▸ Information given:
-=-=-

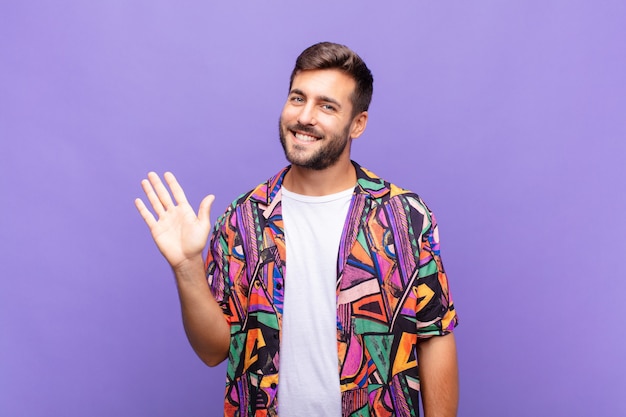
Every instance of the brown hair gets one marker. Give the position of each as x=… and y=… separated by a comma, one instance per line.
x=328, y=55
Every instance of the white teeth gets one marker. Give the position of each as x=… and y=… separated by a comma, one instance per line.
x=305, y=138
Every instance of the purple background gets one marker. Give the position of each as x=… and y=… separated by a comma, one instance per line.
x=509, y=118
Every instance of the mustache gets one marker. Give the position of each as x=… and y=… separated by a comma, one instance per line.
x=305, y=129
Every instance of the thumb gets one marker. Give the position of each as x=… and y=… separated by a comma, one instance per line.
x=204, y=211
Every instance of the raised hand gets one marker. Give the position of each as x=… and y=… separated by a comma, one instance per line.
x=179, y=234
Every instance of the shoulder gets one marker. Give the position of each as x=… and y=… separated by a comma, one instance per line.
x=388, y=196
x=260, y=196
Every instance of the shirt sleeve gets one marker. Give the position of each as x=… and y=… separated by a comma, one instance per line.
x=435, y=312
x=216, y=266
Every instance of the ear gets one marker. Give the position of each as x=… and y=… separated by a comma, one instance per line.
x=358, y=125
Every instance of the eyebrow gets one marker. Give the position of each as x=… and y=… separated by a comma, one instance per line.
x=319, y=98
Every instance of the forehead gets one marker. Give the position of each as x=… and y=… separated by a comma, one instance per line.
x=324, y=83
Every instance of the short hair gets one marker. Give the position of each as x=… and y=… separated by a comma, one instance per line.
x=328, y=55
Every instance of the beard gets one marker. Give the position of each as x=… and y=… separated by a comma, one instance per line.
x=325, y=156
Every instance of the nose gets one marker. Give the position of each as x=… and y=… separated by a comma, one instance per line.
x=307, y=114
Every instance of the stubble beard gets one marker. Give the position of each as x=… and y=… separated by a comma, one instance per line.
x=326, y=155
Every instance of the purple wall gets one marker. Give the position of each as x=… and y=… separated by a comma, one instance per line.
x=509, y=118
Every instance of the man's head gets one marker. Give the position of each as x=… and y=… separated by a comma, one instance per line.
x=328, y=55
x=329, y=94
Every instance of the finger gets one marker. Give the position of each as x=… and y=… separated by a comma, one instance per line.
x=145, y=213
x=177, y=190
x=204, y=211
x=154, y=200
x=160, y=190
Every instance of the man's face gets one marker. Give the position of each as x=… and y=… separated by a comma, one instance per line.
x=316, y=124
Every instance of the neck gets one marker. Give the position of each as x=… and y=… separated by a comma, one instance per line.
x=334, y=179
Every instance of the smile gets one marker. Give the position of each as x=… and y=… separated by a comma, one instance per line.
x=303, y=137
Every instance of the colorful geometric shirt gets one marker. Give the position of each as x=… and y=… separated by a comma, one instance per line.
x=391, y=290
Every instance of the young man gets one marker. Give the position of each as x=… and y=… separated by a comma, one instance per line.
x=360, y=319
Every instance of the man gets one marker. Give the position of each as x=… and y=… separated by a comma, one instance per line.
x=359, y=319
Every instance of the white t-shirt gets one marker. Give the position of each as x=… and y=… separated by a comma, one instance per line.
x=309, y=376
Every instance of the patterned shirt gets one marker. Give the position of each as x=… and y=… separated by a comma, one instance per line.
x=391, y=290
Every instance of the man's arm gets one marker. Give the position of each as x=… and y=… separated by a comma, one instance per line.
x=181, y=237
x=439, y=379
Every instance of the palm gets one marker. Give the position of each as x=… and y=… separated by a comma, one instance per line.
x=179, y=233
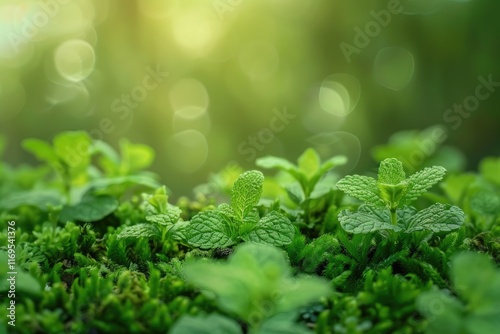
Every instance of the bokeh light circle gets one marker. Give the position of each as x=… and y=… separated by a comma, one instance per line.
x=189, y=151
x=74, y=60
x=394, y=67
x=339, y=94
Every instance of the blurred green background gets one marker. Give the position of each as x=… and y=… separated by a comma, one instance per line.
x=209, y=82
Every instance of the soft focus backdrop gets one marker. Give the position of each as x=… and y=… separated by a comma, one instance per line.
x=210, y=82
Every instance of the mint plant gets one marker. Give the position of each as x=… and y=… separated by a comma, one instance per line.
x=387, y=201
x=311, y=179
x=239, y=221
x=162, y=219
x=256, y=285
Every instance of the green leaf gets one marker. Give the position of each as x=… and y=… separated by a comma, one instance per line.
x=421, y=181
x=41, y=199
x=210, y=324
x=210, y=229
x=443, y=311
x=256, y=276
x=139, y=231
x=438, y=217
x=91, y=208
x=226, y=209
x=295, y=193
x=246, y=193
x=166, y=219
x=363, y=188
x=309, y=163
x=391, y=172
x=274, y=229
x=366, y=220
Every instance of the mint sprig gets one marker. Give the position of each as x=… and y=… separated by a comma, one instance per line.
x=387, y=201
x=240, y=221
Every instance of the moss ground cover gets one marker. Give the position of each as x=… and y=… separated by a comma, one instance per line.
x=92, y=243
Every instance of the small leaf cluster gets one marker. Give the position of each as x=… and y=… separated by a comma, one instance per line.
x=239, y=221
x=387, y=202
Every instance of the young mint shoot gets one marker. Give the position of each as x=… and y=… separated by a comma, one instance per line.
x=387, y=201
x=240, y=221
x=310, y=176
x=162, y=219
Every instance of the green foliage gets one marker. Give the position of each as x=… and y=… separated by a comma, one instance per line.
x=240, y=221
x=92, y=255
x=394, y=191
x=476, y=281
x=312, y=184
x=255, y=284
x=162, y=219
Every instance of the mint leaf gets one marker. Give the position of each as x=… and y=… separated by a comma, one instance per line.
x=274, y=229
x=366, y=220
x=255, y=275
x=210, y=324
x=210, y=229
x=170, y=217
x=421, y=181
x=226, y=209
x=391, y=172
x=140, y=231
x=246, y=193
x=438, y=217
x=90, y=209
x=363, y=188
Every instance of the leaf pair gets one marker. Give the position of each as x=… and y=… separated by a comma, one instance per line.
x=436, y=218
x=308, y=172
x=255, y=285
x=240, y=221
x=393, y=191
x=163, y=219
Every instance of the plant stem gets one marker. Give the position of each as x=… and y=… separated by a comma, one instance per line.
x=394, y=217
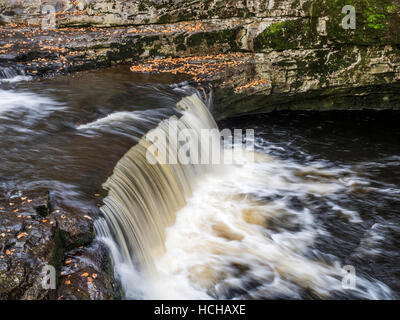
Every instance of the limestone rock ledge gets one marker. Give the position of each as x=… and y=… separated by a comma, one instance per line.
x=298, y=53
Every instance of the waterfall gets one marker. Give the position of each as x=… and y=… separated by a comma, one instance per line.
x=203, y=230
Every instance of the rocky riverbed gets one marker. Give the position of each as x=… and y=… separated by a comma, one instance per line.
x=258, y=56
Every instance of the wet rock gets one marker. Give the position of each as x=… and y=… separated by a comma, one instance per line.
x=87, y=275
x=30, y=242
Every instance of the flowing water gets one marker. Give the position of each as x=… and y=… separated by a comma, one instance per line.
x=319, y=192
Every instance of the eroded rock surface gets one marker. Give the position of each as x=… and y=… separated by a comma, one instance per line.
x=36, y=232
x=299, y=55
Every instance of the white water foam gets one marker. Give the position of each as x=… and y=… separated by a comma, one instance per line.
x=237, y=236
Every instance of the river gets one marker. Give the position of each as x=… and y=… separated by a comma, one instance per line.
x=322, y=193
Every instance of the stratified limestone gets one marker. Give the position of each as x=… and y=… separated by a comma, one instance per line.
x=298, y=55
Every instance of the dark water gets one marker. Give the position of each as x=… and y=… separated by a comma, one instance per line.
x=367, y=143
x=49, y=139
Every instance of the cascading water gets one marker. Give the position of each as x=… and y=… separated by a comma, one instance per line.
x=189, y=231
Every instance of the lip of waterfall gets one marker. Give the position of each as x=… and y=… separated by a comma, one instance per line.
x=13, y=74
x=143, y=198
x=200, y=232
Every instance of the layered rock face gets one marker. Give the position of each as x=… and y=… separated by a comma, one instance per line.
x=301, y=53
x=36, y=234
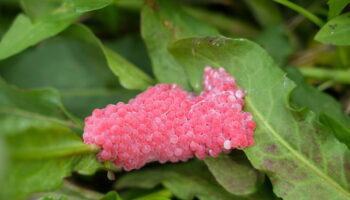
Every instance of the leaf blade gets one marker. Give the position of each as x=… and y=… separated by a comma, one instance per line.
x=287, y=158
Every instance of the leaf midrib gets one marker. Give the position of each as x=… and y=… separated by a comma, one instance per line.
x=284, y=143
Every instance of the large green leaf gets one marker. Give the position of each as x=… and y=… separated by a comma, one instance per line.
x=40, y=148
x=336, y=6
x=326, y=107
x=336, y=31
x=276, y=43
x=185, y=180
x=74, y=66
x=162, y=22
x=302, y=159
x=235, y=173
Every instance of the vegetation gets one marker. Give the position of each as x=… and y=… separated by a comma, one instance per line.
x=60, y=59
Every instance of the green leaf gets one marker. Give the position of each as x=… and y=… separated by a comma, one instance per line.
x=336, y=31
x=302, y=159
x=276, y=43
x=132, y=48
x=162, y=22
x=82, y=6
x=40, y=149
x=184, y=180
x=336, y=6
x=130, y=76
x=111, y=196
x=235, y=173
x=24, y=33
x=87, y=83
x=265, y=12
x=158, y=195
x=37, y=8
x=326, y=107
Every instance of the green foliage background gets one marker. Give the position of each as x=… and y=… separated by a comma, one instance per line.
x=60, y=59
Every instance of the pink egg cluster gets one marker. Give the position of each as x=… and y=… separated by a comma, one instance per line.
x=166, y=123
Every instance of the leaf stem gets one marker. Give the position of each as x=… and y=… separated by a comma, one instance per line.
x=339, y=76
x=82, y=191
x=316, y=20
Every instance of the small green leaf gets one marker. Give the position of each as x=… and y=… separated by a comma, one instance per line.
x=129, y=75
x=87, y=83
x=39, y=147
x=82, y=6
x=24, y=33
x=162, y=22
x=303, y=160
x=265, y=12
x=184, y=180
x=158, y=195
x=235, y=173
x=336, y=6
x=336, y=31
x=111, y=196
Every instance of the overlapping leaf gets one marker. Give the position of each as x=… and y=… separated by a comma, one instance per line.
x=162, y=22
x=87, y=84
x=326, y=107
x=302, y=159
x=185, y=180
x=25, y=32
x=235, y=173
x=40, y=148
x=336, y=31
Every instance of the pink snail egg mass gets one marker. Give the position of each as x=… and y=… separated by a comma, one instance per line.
x=166, y=123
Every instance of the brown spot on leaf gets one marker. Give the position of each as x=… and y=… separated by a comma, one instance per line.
x=152, y=4
x=333, y=26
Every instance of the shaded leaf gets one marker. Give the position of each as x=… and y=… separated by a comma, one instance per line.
x=111, y=196
x=132, y=48
x=24, y=33
x=326, y=107
x=159, y=195
x=75, y=67
x=301, y=158
x=162, y=22
x=265, y=12
x=41, y=150
x=130, y=76
x=336, y=31
x=184, y=180
x=276, y=43
x=336, y=6
x=235, y=173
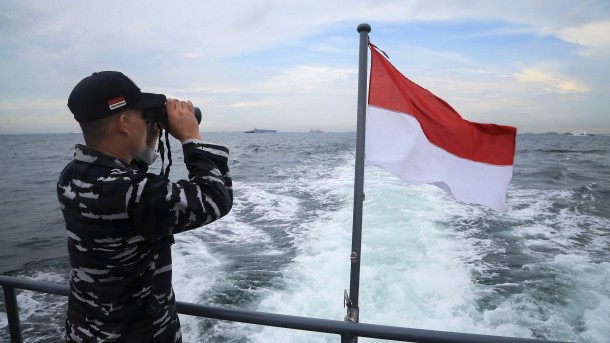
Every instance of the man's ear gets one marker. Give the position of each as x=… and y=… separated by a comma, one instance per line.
x=122, y=123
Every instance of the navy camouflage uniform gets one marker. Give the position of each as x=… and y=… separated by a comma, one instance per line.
x=120, y=222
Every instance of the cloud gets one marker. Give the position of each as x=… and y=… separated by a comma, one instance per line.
x=550, y=82
x=594, y=37
x=263, y=57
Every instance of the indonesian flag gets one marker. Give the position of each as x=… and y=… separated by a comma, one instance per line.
x=419, y=137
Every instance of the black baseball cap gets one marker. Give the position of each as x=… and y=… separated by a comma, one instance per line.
x=106, y=93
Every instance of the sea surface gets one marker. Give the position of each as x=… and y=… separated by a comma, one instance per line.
x=540, y=270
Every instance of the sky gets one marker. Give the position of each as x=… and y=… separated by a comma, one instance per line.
x=292, y=65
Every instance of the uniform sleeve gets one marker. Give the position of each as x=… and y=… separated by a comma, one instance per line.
x=159, y=207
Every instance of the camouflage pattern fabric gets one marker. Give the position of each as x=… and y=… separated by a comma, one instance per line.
x=120, y=222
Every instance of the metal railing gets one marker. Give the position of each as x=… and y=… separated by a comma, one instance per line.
x=346, y=330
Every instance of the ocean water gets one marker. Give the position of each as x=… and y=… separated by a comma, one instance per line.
x=541, y=270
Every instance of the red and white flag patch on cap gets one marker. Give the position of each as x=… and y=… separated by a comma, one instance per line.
x=115, y=103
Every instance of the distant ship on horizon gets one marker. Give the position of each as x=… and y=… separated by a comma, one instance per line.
x=260, y=131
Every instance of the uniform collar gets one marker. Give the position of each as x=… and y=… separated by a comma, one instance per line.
x=87, y=154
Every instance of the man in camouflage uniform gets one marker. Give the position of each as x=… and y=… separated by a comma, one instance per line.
x=121, y=219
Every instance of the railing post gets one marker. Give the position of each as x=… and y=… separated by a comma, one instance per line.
x=12, y=314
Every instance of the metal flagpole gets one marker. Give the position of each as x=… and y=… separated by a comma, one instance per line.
x=351, y=301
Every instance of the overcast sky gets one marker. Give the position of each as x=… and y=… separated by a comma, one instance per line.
x=292, y=65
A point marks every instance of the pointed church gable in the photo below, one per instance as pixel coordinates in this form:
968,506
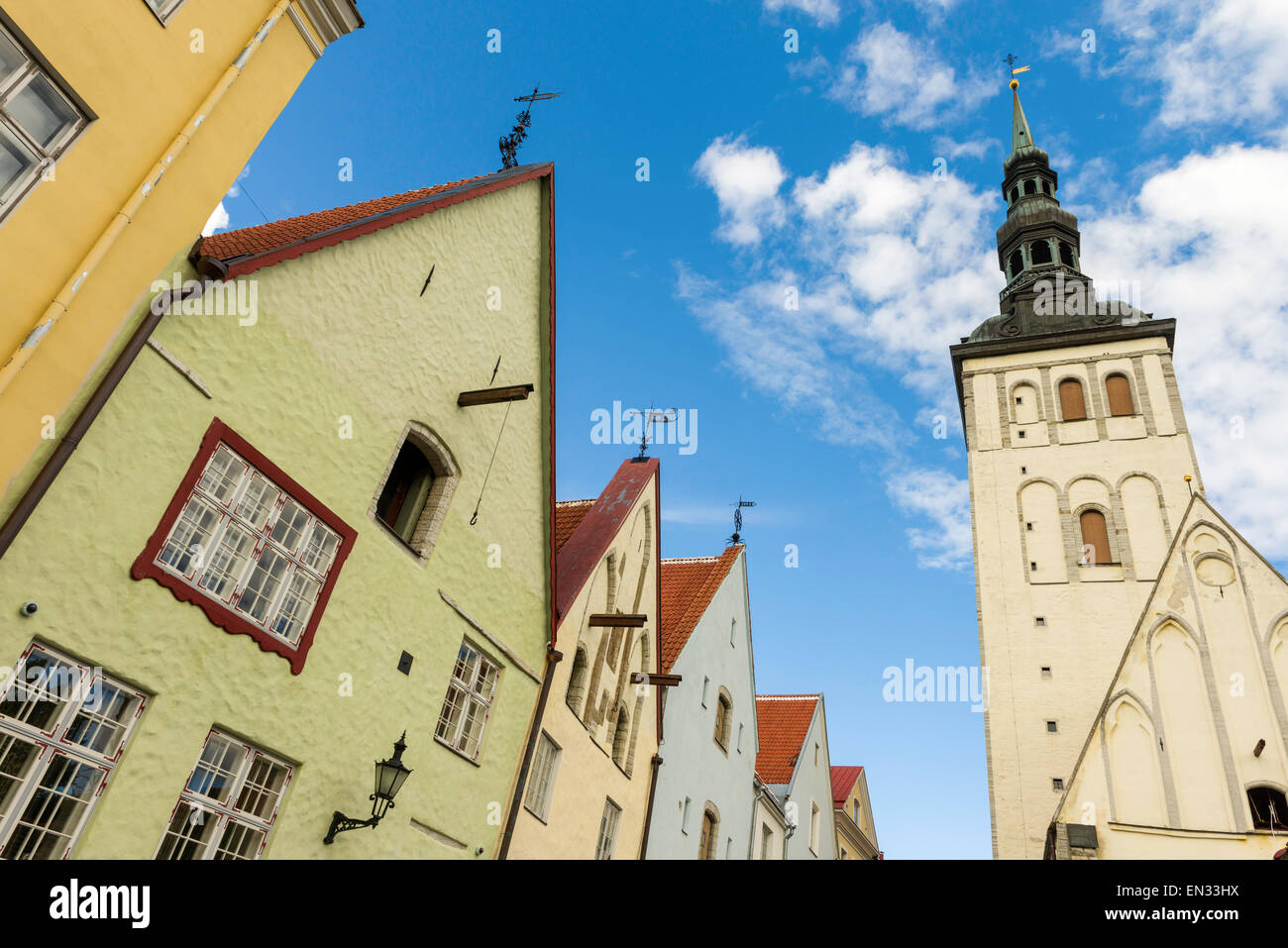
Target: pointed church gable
1194,716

-=-=-

Only the lines from the one containing "Every instance of the ocean" through the last line of the entries belong in the answer, given again exactly. Images stay out.

Every instance of the ocean water gets one marker. Give the position of each as x=… and y=… separated by a comma, one instance per line.
x=541, y=270
Every instance of the red and white flag patch on cap gets one marker. Give the position of each as x=… and y=… separated by a comma, one instance per line.
x=115, y=103
Every instance of the distant ship on horizon gets one marker. Give the position of each as x=… and y=… separated by a comma, one instance per line.
x=260, y=131
Every instance of the uniform collar gets one marker. Give the position of each as x=… and y=… separated by a comma, one instance per line.
x=87, y=154
Every instance of the man in camouflage uniform gets one marker. Give the position of each as x=… and y=… separated by a comma, one instance per line.
x=121, y=219
Every instance of the railing post gets one marker. Give the position of each as x=… and y=… separated by a comma, one instance per line.
x=12, y=314
Every instance of the metal flagpole gets one marker. Give the position of each as x=… and y=… separated by a comma, one instance per line.
x=351, y=301
Every instance of the overcast sky gets one marker. Give the position of each as x=… and y=… separated by a comma, one instance per line.
x=292, y=65
A point marks every instance of the pointed church gable in the photo below, one per instance as pixel coordinates in this form:
968,506
Target: pointed church gable
1194,716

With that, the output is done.